UNIDENTIFIED MALE: That land’s their land. It’s their grandfather’s land. It’s their ancestors’ lands …
HIRSCHKORN: Topic number one, the Israeli-Palestinian conflict, and how it affects them personally.
UNIDENTIFIED FEMALE: I don’t have a problem that you will be my neighbor, but I have a problem if you will be — if you come and take my home.
HIRSCHKORN: Arguing over national boundaries and trading territory to avert future wars.
UNIDENTIFIED FEMALE: This doesn’t mean the settlers don’t want to get out and the government doesn’t want to force them.
UNIDENTIFIED MALE: Yes?
UNIDENTIFIED FEMALE: Yes. You want to be an independent country, right? Do why do you blame us?
HIRSCHKORN: When the conversation gets too heated, counselors find a way to calm everyone down.
CAMPERS: One, two, three!
(on camera): The philosophy behind Seeds of Peace is fairly simple. If you can understand that you can disagree with someone, even an enemy, and still live with them, that’s what peaceful coexistence is all about.
WALLACH: Hands up if you’ve made one real friend.
HIRSCHKORN (voice-over): This generation from the Middle East looks to leaders like Egypt’s Anwar Sadat or Israel’s Yitzhak Rabin, who were both assassinated after taking bold steps to make peace. These campers are learning to take small steps together.
MAMDOUH ZAKI, 14-YEAR-OLD EGYPTIAN: I was thinking the same thing like the Egyptians: We can never be friends with the Israelis. And the proof is we didn’t become friends at camp, we become friends at the playing.

> **Exercise material**:
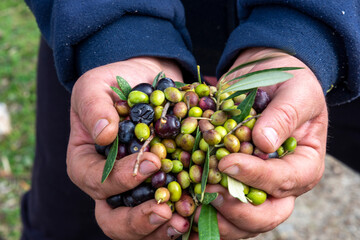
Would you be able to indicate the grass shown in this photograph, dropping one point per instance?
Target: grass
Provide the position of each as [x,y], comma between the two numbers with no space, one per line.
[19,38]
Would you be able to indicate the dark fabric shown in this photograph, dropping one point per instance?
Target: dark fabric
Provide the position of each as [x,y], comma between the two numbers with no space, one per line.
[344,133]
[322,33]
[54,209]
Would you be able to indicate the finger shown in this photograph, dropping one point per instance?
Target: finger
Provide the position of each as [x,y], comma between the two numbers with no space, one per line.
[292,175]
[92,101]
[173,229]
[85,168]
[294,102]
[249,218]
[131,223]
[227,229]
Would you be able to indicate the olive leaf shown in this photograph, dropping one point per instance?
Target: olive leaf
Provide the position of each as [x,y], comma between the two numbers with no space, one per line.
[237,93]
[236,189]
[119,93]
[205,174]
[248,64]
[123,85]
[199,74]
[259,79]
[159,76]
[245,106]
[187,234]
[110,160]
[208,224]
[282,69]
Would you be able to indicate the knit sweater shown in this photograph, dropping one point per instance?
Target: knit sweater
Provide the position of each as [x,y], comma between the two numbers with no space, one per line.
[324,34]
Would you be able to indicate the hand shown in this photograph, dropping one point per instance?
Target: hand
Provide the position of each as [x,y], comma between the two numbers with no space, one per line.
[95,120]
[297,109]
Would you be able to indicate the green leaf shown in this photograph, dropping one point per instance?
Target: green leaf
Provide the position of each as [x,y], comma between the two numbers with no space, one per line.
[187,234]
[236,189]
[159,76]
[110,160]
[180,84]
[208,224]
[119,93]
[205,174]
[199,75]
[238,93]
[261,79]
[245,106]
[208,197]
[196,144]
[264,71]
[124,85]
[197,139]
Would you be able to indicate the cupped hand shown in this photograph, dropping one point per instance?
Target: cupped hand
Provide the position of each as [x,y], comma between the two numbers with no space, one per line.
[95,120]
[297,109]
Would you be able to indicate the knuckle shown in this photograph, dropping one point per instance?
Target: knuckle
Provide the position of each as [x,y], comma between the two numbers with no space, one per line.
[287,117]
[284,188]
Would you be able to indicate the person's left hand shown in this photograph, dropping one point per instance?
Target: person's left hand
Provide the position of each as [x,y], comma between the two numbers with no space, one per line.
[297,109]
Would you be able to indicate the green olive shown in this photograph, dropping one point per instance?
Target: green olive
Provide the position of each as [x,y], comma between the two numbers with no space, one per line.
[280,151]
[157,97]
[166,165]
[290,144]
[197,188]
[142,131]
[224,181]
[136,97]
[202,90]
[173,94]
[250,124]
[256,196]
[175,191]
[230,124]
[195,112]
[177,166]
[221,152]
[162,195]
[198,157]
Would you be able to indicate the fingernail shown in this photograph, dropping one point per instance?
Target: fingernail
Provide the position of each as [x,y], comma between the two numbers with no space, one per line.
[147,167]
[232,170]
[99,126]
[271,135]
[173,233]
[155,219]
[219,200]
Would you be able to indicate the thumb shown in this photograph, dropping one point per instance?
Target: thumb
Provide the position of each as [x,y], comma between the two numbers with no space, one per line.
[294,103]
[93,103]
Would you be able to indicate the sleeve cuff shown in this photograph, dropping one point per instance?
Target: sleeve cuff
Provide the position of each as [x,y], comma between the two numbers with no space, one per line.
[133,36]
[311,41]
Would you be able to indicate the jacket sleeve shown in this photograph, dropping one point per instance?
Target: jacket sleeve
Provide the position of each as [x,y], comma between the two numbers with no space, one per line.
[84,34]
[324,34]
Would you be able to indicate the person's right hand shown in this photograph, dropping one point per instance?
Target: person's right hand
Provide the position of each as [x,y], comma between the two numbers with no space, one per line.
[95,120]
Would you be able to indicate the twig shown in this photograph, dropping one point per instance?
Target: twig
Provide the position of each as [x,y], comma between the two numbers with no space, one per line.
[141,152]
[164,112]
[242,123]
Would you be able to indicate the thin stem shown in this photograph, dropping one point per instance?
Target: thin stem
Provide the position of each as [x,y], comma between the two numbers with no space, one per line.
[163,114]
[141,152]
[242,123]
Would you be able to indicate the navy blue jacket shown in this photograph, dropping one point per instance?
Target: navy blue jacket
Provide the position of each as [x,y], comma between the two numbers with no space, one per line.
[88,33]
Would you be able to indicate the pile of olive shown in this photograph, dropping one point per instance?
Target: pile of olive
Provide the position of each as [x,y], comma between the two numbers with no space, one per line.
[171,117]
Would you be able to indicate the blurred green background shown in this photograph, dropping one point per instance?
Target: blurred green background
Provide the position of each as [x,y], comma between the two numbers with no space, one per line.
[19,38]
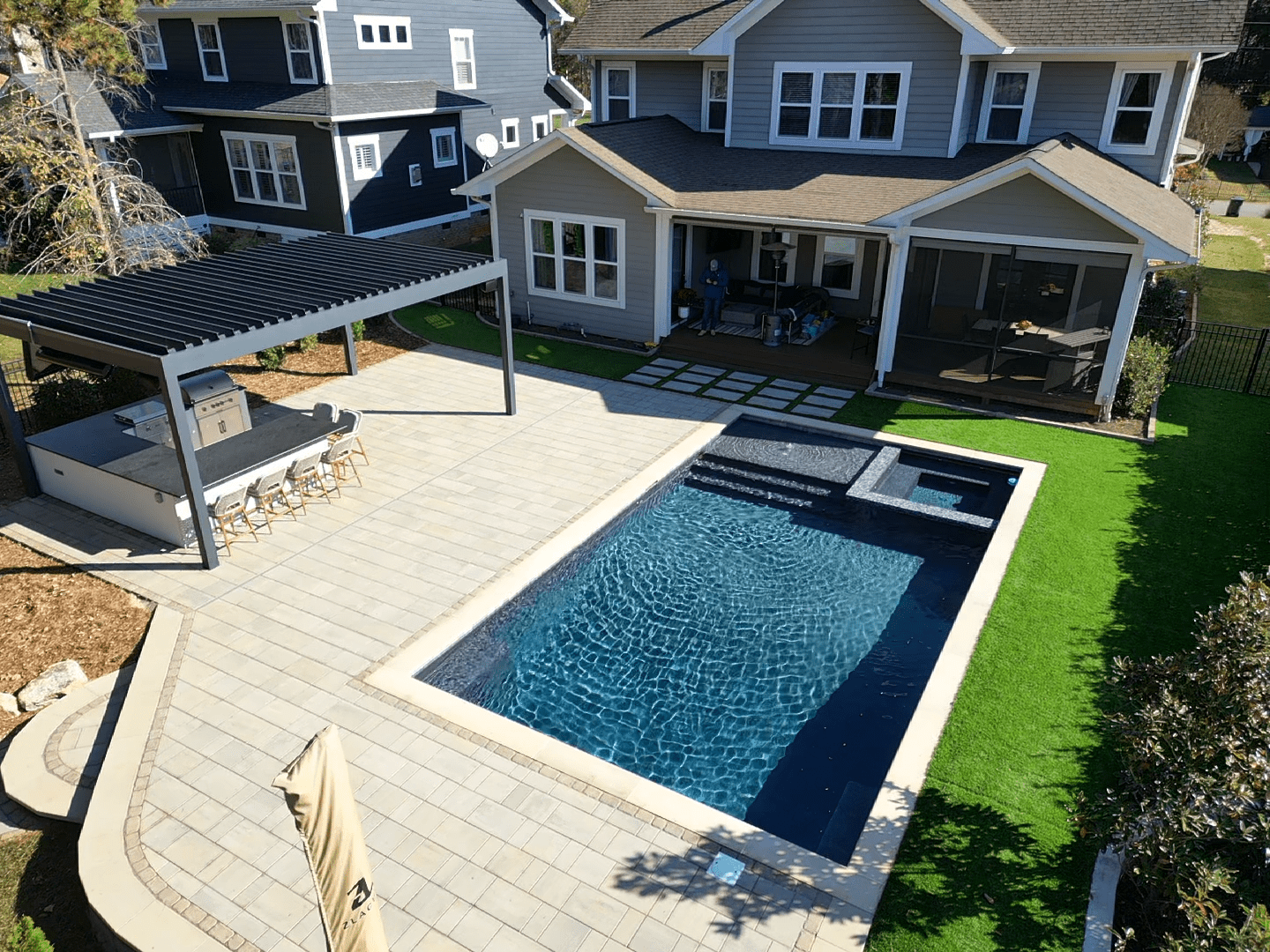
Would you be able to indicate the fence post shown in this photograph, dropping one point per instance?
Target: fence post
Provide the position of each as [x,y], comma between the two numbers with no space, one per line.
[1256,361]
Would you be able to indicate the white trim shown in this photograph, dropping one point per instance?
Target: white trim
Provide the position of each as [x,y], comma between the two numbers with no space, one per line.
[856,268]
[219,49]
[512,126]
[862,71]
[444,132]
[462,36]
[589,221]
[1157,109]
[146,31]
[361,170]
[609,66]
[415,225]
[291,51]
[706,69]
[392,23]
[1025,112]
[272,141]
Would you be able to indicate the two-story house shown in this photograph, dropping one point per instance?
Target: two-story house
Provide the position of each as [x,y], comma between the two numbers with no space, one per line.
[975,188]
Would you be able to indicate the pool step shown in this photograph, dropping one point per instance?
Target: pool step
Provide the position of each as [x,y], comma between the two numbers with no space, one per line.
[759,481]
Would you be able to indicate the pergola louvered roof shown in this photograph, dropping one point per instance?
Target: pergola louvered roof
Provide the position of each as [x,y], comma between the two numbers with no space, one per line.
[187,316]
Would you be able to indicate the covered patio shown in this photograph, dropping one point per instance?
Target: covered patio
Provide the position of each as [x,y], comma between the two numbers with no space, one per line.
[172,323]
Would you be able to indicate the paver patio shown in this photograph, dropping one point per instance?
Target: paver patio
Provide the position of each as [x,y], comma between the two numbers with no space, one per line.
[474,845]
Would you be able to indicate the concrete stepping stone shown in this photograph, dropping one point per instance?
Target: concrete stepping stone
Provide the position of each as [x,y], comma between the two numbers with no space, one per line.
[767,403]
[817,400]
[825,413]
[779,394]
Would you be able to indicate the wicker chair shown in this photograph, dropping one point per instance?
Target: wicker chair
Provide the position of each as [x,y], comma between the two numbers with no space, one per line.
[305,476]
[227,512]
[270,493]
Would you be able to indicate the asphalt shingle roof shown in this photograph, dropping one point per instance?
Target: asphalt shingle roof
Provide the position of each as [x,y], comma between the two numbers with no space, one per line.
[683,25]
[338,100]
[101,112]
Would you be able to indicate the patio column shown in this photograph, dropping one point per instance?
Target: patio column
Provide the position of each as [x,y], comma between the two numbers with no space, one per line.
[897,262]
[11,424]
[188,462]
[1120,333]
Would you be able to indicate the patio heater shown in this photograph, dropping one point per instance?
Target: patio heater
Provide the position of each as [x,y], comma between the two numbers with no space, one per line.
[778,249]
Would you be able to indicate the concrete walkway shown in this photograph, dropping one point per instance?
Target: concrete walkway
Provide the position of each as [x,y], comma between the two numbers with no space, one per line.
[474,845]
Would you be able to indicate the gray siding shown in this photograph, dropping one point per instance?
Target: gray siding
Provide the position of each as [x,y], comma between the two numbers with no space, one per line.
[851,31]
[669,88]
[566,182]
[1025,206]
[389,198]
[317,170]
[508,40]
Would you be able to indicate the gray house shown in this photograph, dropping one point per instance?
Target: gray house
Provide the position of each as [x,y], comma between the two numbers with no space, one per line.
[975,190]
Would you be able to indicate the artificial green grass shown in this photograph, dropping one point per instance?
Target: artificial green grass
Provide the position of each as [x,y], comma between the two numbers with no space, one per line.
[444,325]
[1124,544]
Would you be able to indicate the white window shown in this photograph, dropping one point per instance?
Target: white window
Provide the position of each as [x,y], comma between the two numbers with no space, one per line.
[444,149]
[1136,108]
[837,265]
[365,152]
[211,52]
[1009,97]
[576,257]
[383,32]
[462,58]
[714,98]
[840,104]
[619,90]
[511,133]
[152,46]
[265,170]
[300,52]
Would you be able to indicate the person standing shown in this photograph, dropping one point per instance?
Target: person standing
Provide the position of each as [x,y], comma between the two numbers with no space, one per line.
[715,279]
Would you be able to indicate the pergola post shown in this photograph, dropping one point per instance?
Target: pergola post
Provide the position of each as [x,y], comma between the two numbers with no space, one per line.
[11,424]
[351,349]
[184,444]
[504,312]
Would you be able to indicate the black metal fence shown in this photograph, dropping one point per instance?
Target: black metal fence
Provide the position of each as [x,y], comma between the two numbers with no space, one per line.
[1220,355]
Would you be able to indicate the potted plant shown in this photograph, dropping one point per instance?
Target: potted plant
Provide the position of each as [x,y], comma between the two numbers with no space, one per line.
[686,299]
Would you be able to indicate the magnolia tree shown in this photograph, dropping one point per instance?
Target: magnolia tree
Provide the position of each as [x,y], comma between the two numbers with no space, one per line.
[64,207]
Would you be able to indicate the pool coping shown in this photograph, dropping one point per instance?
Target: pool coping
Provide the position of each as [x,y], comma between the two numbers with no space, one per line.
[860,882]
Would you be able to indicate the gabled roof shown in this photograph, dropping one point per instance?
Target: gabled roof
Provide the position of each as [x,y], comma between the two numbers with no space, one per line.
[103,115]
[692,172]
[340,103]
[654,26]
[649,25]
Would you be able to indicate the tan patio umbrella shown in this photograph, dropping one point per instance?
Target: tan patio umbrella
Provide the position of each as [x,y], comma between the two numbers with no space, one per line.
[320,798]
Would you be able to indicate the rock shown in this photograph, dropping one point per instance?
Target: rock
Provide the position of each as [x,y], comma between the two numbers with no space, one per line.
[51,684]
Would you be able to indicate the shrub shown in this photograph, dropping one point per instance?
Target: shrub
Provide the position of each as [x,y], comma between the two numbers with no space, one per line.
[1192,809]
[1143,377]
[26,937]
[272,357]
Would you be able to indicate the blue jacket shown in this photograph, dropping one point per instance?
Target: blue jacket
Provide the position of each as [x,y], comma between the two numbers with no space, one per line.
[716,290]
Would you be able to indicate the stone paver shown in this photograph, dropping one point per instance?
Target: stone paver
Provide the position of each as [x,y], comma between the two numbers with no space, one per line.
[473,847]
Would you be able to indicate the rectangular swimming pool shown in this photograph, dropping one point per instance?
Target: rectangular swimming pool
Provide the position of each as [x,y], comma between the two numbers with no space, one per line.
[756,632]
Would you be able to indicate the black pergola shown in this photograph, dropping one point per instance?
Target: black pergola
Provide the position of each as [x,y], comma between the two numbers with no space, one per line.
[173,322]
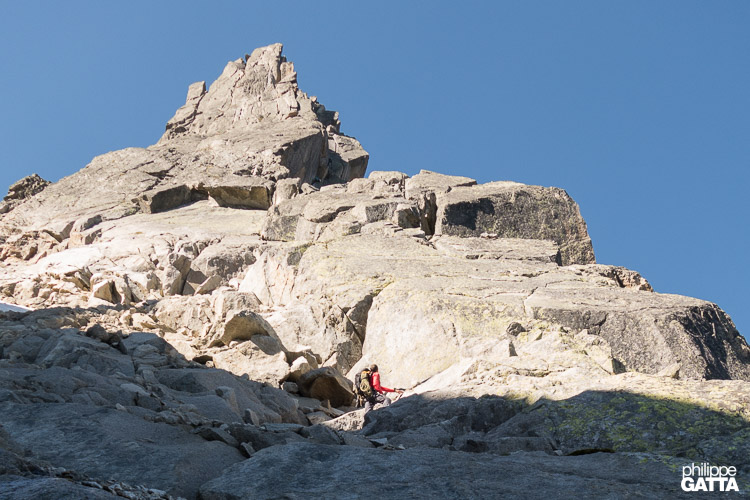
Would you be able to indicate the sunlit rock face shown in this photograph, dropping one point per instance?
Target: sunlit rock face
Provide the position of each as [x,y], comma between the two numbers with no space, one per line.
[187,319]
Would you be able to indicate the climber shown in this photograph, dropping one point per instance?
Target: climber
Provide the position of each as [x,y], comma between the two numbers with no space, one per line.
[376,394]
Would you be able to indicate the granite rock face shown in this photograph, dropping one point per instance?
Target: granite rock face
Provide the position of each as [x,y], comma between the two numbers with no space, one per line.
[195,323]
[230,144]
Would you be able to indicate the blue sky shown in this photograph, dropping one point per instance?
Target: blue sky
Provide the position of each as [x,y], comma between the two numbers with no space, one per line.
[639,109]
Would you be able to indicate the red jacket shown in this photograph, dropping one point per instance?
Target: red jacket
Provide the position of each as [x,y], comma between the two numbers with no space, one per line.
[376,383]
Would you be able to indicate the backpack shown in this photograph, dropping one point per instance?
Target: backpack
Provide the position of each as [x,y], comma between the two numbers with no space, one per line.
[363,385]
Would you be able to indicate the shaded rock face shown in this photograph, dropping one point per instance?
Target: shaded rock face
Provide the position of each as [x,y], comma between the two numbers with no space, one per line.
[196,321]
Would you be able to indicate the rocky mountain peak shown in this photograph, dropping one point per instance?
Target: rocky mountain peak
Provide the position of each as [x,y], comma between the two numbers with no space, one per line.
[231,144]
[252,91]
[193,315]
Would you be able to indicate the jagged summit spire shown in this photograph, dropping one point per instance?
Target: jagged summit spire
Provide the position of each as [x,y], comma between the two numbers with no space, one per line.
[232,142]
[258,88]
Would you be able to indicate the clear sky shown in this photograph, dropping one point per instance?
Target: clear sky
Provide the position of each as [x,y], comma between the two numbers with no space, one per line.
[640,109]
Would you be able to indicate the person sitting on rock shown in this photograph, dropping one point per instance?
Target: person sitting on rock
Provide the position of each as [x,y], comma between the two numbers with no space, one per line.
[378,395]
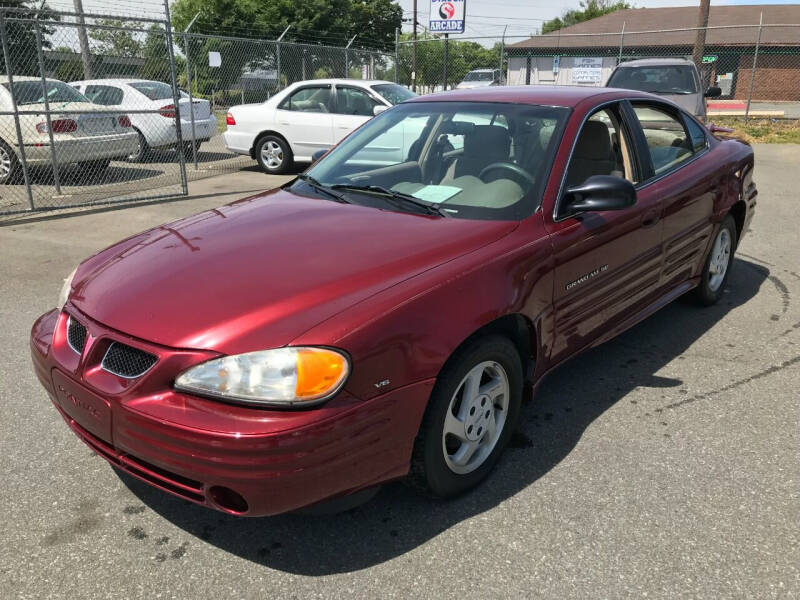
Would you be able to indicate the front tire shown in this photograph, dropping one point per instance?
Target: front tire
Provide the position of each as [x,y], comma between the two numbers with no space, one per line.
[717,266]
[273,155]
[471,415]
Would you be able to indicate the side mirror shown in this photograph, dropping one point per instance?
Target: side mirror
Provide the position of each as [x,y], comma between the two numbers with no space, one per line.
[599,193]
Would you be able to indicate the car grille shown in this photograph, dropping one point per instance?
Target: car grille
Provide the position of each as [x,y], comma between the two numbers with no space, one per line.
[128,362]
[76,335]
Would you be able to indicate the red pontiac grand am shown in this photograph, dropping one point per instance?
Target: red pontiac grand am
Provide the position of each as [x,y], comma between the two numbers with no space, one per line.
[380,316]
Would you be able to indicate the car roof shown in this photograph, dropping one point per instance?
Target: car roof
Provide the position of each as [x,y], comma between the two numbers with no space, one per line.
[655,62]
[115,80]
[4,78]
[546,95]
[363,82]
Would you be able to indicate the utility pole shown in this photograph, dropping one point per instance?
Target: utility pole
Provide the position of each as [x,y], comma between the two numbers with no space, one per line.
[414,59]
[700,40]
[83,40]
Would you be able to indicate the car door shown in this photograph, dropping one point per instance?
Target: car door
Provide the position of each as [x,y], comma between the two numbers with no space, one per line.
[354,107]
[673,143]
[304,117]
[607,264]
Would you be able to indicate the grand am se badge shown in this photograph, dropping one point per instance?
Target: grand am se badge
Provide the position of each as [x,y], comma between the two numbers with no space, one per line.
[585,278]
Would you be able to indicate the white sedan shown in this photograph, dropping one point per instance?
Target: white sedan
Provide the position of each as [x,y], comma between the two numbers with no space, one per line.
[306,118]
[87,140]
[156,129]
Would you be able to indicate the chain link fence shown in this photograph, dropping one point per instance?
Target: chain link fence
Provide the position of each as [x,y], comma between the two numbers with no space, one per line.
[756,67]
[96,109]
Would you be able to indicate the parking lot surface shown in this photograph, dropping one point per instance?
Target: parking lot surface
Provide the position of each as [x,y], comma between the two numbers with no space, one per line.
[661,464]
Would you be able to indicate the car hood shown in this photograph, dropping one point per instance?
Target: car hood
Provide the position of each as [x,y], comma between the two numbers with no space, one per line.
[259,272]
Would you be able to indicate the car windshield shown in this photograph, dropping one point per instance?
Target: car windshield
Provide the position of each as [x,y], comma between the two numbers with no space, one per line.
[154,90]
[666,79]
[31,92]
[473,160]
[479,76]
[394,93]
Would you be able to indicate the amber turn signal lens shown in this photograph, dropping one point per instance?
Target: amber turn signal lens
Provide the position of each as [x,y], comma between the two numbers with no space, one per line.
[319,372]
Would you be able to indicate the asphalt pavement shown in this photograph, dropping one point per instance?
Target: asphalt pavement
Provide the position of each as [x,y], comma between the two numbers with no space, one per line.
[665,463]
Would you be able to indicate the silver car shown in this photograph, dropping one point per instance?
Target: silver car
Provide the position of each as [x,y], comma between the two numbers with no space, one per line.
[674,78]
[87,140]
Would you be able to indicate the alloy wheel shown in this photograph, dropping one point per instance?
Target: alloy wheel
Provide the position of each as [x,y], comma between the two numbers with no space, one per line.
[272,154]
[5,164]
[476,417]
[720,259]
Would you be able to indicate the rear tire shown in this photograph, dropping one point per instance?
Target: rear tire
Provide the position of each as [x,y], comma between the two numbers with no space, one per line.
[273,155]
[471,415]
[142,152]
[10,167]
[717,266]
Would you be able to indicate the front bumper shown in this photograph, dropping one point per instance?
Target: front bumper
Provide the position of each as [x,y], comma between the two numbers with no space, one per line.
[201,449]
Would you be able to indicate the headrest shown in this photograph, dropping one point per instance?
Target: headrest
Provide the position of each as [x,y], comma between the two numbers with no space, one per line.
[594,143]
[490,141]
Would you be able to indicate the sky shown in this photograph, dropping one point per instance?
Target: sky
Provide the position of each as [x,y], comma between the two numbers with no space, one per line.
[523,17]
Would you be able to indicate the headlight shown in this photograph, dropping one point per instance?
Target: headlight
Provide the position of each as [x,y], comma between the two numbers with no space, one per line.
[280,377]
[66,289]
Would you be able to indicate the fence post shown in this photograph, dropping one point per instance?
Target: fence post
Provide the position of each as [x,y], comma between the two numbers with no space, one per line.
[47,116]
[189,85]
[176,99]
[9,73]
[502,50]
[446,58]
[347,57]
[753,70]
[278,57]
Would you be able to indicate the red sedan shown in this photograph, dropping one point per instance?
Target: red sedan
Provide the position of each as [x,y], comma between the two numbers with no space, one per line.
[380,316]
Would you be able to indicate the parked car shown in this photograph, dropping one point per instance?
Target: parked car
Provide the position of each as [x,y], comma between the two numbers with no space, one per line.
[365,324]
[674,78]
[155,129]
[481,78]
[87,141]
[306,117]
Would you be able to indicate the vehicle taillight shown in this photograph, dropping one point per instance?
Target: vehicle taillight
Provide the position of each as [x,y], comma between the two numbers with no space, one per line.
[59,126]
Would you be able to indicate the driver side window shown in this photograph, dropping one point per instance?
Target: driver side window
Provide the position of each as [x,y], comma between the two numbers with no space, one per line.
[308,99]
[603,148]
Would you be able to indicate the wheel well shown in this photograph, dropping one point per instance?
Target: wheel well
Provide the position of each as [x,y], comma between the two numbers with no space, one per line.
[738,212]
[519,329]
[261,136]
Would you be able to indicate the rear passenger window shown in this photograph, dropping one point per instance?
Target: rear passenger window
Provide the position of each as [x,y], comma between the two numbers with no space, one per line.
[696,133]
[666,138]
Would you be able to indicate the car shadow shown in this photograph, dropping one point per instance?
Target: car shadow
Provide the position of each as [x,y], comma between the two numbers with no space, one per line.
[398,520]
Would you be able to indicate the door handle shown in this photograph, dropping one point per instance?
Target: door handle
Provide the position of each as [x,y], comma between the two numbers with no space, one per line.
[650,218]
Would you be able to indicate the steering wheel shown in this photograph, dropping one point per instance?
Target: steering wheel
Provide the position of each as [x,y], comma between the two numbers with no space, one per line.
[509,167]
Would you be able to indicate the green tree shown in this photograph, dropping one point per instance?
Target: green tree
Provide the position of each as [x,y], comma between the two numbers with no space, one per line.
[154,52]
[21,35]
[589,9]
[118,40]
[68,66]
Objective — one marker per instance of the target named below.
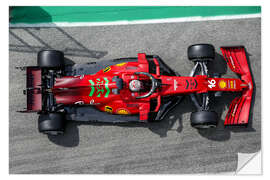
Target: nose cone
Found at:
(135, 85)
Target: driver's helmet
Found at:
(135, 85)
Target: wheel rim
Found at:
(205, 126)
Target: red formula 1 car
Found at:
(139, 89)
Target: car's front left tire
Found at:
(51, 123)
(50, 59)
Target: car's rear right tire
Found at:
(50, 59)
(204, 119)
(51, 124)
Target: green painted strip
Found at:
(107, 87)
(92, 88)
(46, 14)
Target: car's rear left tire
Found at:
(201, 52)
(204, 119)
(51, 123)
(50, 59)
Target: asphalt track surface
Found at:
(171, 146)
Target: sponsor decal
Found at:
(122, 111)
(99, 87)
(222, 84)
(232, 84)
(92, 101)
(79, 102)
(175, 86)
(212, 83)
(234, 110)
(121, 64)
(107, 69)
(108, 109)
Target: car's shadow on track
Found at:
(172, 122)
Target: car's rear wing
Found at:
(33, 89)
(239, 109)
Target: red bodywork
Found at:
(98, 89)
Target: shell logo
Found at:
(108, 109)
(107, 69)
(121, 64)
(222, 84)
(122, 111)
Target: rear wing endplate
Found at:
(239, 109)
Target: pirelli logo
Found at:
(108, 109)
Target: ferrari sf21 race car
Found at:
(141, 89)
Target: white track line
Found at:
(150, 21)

> **Problems to solve**:
1. Copy the records from the line containing "Target: driver's helmet" down to the end of the records, with both ends included.
2. Continue the Seeds of Peace camp transcript after its last line.
The transcript and the records have no connection to each other.

> **Answers to each task**:
1.
Target: driver's helmet
Found at:
(135, 85)
Target: wheel rim
Found at:
(205, 126)
Target: red formula 1 car
Found at:
(139, 89)
Target: car's front left tire
Found at:
(51, 123)
(50, 59)
Target: car's rear right tire
Found at:
(50, 59)
(204, 119)
(51, 124)
Target: green painted strip
Found at:
(107, 87)
(92, 88)
(46, 14)
Target: car's rear left tire
Found at:
(201, 52)
(204, 119)
(51, 123)
(50, 59)
Target: asphalt track surface
Found at:
(171, 146)
Target: sponsor decal
Found at:
(122, 111)
(99, 87)
(222, 84)
(232, 84)
(92, 101)
(79, 102)
(175, 86)
(212, 83)
(234, 110)
(121, 64)
(107, 69)
(108, 109)
Target: car's shadow on track
Found at:
(172, 122)
Target: car's rear wing
Found at:
(33, 89)
(239, 109)
Target: red bodywork
Found at:
(98, 89)
Target: shell logo
Found at:
(108, 109)
(107, 69)
(121, 64)
(222, 84)
(122, 111)
Target: rear wing endplate
Found at:
(239, 109)
Target: pirelli logo
Found at:
(108, 109)
Target: ferrari sf21 race car
Found at:
(141, 89)
Target: white track line
Found at:
(150, 21)

2.
SERGEI KHAZANOVICH, 15-YEAR-OLD ISRAELI: I actually—I’ve heard that I will have to shoot like—to make a war with the people that I met before, and I know that that isn’t the way. The war, that isn’t right.
HIRSCHKORN: Some campers have to overcome personal scars from the Arab-Israeli conflicts.
ABDUL JARWAN, 15-YEAR-OLD JORDANIAN: It entered from here and went out from this side.
HIRSCHKORN: Abdul, a Jordanian, was hit by a bullet fired by an Israeli soldier during a demonstration in Jerusalem when he was 6 years old.
JARWAN: From that time until I came to this camp, I extremely didn’t like Israeli people. I just hated them.
HIRSCHKORN: Now he has Israeli friends. Though mostly privately funded, Seeds of Peace is embraced by public leaders, each country’s government selecting the teams who go to the camp. A few, like Egyptian Tamer Nagy, have returned year after year to work there.
TAMER NAGY, COUNSELOR, SEEDS OF PEACE: After yelling and arguing for a week or two, you’ve yelled all you could, you’ve said everything you have to say, and then you get to the point when you can really start to learn how to listen to the other side.
HIRSCHKORN: In this Idyllic setting, where the water is called Lake Pleasant, where the kids where the same uniform and play on the same team, it’s easier to pull for the same goal. The real work comes when they go home.
WALLACH: This is a movement. It isn’t just a summer.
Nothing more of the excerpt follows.